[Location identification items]
--- Begin ---

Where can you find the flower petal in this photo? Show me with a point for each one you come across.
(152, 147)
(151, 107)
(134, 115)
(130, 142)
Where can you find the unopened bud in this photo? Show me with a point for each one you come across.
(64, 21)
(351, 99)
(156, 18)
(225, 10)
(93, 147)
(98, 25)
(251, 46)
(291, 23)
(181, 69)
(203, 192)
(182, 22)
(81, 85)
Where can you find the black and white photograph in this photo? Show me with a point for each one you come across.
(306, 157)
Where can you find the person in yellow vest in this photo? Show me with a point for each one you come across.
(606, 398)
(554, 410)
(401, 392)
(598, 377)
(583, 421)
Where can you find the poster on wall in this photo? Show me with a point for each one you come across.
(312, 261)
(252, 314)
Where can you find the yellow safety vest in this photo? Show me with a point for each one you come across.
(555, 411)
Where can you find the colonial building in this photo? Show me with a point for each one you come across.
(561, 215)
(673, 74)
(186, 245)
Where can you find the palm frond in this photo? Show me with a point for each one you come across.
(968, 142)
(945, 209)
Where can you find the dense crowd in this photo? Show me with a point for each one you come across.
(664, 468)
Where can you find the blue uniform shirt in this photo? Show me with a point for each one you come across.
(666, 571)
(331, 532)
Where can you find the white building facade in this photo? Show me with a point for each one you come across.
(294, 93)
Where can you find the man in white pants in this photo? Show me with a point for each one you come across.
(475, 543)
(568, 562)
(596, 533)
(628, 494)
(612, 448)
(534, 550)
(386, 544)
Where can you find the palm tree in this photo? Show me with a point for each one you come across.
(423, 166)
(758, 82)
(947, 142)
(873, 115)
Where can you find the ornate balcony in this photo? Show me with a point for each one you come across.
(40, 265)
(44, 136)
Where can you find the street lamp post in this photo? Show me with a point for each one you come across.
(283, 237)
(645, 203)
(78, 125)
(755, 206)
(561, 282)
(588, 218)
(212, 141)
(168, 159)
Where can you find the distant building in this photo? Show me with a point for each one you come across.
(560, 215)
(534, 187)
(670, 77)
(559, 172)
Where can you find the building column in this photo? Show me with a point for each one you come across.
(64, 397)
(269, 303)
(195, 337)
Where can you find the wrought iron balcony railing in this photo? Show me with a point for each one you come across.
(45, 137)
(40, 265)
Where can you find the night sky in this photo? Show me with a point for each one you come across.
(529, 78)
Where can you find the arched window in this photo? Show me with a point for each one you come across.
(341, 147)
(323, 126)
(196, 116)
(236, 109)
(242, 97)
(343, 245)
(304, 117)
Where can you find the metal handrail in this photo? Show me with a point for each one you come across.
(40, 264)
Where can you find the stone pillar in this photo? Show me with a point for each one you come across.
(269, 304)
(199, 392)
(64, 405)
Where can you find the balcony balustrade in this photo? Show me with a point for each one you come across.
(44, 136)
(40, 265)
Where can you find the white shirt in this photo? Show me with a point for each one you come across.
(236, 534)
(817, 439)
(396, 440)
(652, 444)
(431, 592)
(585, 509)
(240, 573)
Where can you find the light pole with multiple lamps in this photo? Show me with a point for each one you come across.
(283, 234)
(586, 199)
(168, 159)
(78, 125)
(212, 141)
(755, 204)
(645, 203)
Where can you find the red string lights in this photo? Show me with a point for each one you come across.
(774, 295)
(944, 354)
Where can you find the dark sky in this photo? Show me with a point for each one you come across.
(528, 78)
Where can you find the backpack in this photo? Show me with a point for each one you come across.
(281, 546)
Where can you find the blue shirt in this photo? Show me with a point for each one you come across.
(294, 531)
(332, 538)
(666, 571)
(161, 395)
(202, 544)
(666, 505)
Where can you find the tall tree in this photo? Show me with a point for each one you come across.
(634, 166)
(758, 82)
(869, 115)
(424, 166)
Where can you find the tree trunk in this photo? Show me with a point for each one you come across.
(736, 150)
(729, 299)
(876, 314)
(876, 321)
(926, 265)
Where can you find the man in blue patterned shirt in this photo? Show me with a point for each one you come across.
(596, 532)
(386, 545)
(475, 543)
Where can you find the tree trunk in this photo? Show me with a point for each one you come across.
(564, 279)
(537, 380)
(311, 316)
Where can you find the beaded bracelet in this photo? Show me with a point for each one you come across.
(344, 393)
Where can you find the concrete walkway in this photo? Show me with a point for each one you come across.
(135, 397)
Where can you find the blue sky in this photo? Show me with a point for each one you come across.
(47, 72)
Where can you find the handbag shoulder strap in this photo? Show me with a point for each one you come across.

--- End ---

Work to complete.
Reproduce every entry shown above, precisely as it stands.

Task output.
Where can you find the flower petal in this photo? Show me with a point for each one you come across.
(152, 147)
(151, 107)
(134, 115)
(130, 142)
Where can you find the unopened bud in this photo? Show me with a point for each one you come across.
(64, 21)
(351, 99)
(156, 18)
(225, 10)
(93, 147)
(98, 25)
(251, 46)
(291, 23)
(181, 69)
(203, 192)
(182, 22)
(81, 85)
Where can you find the black and white photograph in this photo? Show me with a point for each one you come across.
(306, 157)
Where can you find the person in yellow vest in this photo? Show me with a point for each one you come across.
(606, 398)
(554, 410)
(401, 392)
(598, 377)
(583, 421)
Where can you find the poster on wall in this photo? Show me with a point for each one you come across.
(312, 261)
(252, 314)
Where can you find the yellow safety vest in this photo? Show me with a point for each one you come across.
(555, 411)
Where can you find the colonial building in this photo? Show me with a point for each one you come across.
(561, 215)
(673, 74)
(186, 245)
Where can you find the palm frond in this photo? Show me with a point for each one you come across.
(968, 142)
(945, 209)
Where can you find the dense crowd in this photo? Show me with a point for each one you come across.
(664, 468)
Where can you find the blue uniform shirt in this photo? Show me with a point for each one you come across.
(666, 571)
(331, 532)
Where can you find the white building facade in this photo? Show me with a point for each one you come across.
(294, 93)
Where can you find the man in white pants in this photo? Show me with a point for each one you come across.
(475, 543)
(568, 562)
(596, 533)
(628, 494)
(612, 448)
(534, 550)
(386, 544)
Where can you find the palm tree in this photo? Show me with a point for each one you come across.
(423, 166)
(758, 82)
(947, 142)
(873, 115)
Where can you find the ornate balcony in this photo? Show me with a point for each one you come across.
(40, 265)
(44, 136)
Where can you find the street lamp post in this photo? Show me with a point for each one you come across.
(283, 237)
(645, 203)
(78, 125)
(755, 206)
(561, 282)
(588, 218)
(212, 141)
(168, 159)
Where can you find the distant building in this photo? Show me with a point for each one you come across.
(560, 215)
(534, 187)
(670, 77)
(559, 172)
Where can you find the building column in this photo? Show me with a point for each one you come across.
(64, 397)
(269, 303)
(195, 337)
Where can you find the wrought iron balcony railing in this photo? Show me with a point for each one you come across.
(45, 137)
(40, 265)
Where can you find the night sky in this photo? Show me with a point for each one you come across.
(529, 78)
Where can you find the arched window in this photo? Show me with a point for each one you come across.
(341, 147)
(323, 126)
(196, 116)
(236, 109)
(242, 97)
(343, 245)
(304, 117)
Where can you find the metal handrail in this photo? Show me with a point for each one you come across.
(40, 264)
Where can you find the stone pillar in this photo? Show me with a point for each one you come across.
(269, 304)
(199, 392)
(64, 405)
Where can you find the balcony balustrade in this photo? Show me with a point for each one you come across.
(44, 136)
(40, 265)
Where can you find the white shirt in this photo? Show me with a point for each one you come across.
(236, 534)
(817, 439)
(396, 440)
(652, 444)
(431, 592)
(585, 509)
(240, 573)
Where can you find the light pole with multiple lamps in this photo? Show me with a point for each one you come across.
(283, 234)
(586, 199)
(168, 159)
(78, 125)
(212, 141)
(755, 204)
(645, 203)
Where can you find the red string lights in this photo? Show me with a point for each one you come across.
(774, 295)
(944, 354)
Where can you find the dark sky in this photo? Show me with a point for each one you come across.
(528, 78)
Where can you find the backpack in this photo? Show me with a point for each one you come across.
(281, 546)
Where can you find the blue shirt in this photo? Show me with a point for each one you come across.
(294, 531)
(332, 538)
(666, 571)
(161, 395)
(202, 544)
(666, 505)
Where can you find the tall tree in this photo? Show me with a point for each one you come across.
(634, 166)
(758, 82)
(869, 115)
(424, 166)
Where can you find the tree trunk in this photo? Show me with a point for each one you come across.
(736, 150)
(729, 299)
(876, 314)
(876, 321)
(926, 265)
Where can you find the man in blue patterned shirt in this photo? Show me with a point for each one you come across.
(596, 532)
(386, 545)
(475, 543)
Where can you find the tree trunk in this photo? Show me with a point for each one you come across.
(564, 279)
(537, 380)
(311, 316)
Where can you find the beaded bracelet in this photo? Show me with a point for each one you come across.
(344, 393)
Where can you find the concrete walkway in this photo? Show me with a point for each one you come across.
(135, 397)
Where can you find the blue sky in this photo? Show me with a point for each one you come across.
(47, 72)
Where can you find the handbag shoulder strap in this photo? Show me with a point for each one you come across.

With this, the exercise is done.